» **TASK**: In the article on the light projection artists, restate the section that begins with the words "For Rogina, a" and stops after "by Mayor Bloomberg).", changing "Peace December" to "December of Peace".

Light Artists Utilize Video Projection for Peace
By SCN Staff On May 12, 2015
The video animations, artfully executed by Cohen, create moving and interacting layers of the light images, many of which have starkly beautiful and vivid colors dancing in layers.
Photo Credit: Peter Rogina
On a cold Friday night in mid-January, digital projection artists Peter Rogina and Eileen Cohen presented their most recent work entitled, “Shuffled Light” at the Opening Ceremony Press Event for NYC Light 2015 at the Brooklyn Navy Yard. This event ushered in a year-long celebration of light in the city. New York is one of several cities worldwide that are following the lead of the United Nations, which proclaimed 2015 as the International Year of Light and Light-based Technologies.
For Rogina, a New Jersey resident, and Cohen, who lives in New York City, this showing was one of 12 installations in the last year and the pair have now video projected in four of the five NYC boroughs and on landmarks including the Cotton Club in Harlem, a summer installation at the Holocenter on Governors Island, The TEDxCUNY conference, and the NYC Opening Ceremony for Peace December.
Their work was also displayed for the Peace December Music Peace Marathon, which was streamed live from the Bronxnet Studios to dozens of participating countries as part of the United Nations Month of Peace (started by Mayor Bloomberg).
The team used Panasonic PTD5700U projectors for all of the outdoor installations. Video Corporation of America in Somerset, NJ, donated the projector for each public art installation.

» **SUPPLIED DATA**:
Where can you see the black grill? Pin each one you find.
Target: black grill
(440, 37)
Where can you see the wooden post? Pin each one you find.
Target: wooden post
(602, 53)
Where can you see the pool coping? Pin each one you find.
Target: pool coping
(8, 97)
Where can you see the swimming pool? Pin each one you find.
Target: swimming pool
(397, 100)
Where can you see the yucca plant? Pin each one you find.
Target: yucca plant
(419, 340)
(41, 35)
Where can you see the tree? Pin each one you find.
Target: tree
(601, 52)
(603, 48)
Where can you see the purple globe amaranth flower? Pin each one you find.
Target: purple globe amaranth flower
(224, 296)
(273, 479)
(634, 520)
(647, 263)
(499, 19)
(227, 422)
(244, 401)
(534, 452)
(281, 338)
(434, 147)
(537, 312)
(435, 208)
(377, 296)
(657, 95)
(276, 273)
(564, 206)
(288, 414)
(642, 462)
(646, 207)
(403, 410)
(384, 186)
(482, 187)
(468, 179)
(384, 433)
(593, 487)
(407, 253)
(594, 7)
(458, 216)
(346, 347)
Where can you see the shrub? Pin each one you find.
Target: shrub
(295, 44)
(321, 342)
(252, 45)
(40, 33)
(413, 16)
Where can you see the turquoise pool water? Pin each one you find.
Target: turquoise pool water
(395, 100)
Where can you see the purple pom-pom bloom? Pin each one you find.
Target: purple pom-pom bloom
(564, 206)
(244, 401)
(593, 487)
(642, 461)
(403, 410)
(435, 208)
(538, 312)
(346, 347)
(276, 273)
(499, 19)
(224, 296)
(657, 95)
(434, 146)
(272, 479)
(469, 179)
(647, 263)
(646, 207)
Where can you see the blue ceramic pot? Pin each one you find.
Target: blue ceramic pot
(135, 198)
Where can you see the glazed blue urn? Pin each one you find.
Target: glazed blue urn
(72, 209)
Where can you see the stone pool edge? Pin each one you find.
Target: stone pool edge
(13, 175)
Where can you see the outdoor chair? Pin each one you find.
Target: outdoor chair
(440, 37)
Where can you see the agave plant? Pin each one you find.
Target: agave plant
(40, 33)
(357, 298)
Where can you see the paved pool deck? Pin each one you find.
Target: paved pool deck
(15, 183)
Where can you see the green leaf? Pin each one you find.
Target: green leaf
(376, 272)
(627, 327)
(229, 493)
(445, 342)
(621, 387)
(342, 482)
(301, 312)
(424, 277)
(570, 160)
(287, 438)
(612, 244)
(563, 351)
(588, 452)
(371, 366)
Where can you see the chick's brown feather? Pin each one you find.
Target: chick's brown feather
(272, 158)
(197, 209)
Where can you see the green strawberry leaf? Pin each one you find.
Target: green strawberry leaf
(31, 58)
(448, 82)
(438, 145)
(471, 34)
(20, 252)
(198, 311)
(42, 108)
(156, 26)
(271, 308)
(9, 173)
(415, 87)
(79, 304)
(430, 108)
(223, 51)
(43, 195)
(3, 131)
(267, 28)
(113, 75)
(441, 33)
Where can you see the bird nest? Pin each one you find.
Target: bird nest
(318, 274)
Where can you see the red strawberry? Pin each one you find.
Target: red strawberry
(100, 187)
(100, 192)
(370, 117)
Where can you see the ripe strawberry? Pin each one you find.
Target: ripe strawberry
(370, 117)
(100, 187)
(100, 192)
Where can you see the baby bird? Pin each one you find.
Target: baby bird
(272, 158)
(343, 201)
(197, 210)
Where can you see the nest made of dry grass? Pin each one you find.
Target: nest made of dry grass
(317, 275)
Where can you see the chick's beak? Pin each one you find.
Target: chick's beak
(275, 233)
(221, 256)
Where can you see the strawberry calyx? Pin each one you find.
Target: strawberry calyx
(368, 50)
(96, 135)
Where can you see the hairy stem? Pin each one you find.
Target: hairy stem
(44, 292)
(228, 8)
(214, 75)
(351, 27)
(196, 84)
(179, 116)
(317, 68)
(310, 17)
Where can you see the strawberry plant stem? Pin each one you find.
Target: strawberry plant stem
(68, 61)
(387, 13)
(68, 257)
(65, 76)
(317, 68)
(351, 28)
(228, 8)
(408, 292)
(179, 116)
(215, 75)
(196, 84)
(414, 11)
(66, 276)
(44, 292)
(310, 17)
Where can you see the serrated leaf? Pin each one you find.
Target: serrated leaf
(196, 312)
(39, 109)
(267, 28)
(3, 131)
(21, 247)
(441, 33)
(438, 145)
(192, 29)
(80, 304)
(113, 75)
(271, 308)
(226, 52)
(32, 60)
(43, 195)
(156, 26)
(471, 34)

==

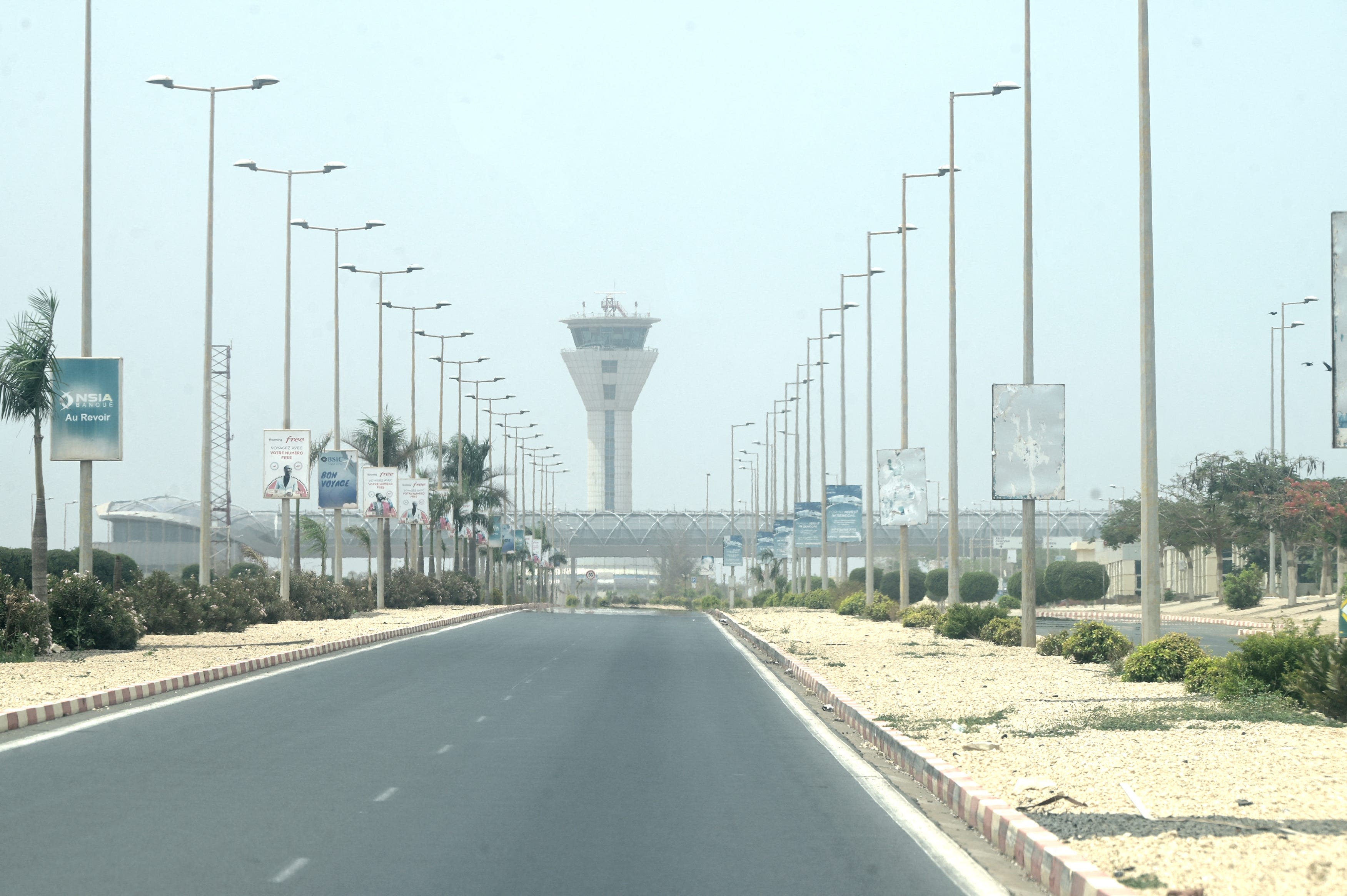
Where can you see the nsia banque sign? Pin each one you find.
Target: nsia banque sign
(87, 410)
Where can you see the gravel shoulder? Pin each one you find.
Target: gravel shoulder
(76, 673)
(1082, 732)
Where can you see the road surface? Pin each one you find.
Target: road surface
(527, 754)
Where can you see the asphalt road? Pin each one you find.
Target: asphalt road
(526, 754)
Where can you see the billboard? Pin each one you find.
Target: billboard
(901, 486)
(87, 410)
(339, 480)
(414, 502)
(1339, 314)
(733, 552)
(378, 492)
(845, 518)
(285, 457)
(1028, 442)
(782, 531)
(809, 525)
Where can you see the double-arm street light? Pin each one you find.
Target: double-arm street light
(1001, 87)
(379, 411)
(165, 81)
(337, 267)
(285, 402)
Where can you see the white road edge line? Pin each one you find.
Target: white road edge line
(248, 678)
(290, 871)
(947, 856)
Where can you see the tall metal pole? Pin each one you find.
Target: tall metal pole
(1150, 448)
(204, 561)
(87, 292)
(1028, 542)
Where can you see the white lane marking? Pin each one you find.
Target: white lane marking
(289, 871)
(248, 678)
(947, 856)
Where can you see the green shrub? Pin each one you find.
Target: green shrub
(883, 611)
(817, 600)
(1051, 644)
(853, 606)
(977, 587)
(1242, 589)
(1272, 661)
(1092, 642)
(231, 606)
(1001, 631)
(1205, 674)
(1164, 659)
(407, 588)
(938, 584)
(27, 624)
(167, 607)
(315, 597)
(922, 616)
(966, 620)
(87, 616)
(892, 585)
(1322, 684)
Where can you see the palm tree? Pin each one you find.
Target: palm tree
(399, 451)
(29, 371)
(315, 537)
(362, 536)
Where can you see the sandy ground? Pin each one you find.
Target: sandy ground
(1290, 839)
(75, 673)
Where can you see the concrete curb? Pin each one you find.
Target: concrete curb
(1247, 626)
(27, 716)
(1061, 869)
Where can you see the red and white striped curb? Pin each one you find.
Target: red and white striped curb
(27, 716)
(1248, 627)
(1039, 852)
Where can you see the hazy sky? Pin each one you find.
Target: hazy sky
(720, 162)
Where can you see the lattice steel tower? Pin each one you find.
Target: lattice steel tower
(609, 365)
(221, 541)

» **ANSWER TO THE PROBLEM**:
For Rogina, a New Jersey resident, and Cohen, who lives in New York City, this showing was one of 12 installations in the last year and the pair have now video projected in four of the five NYC boroughs and on landmarks including the Cotton Club in Harlem, a summer installation at the Holocenter on Governors Island, The TEDxCUNY conference, and the NYC Opening Ceremony for December of Peace.
Their work was also displayed for the December of Peace Music Peace Marathon, which was streamed live from the Bronxnet Studios to dozens of participating countries as part of the United Nations Month of Peace (started by Mayor Bloomberg).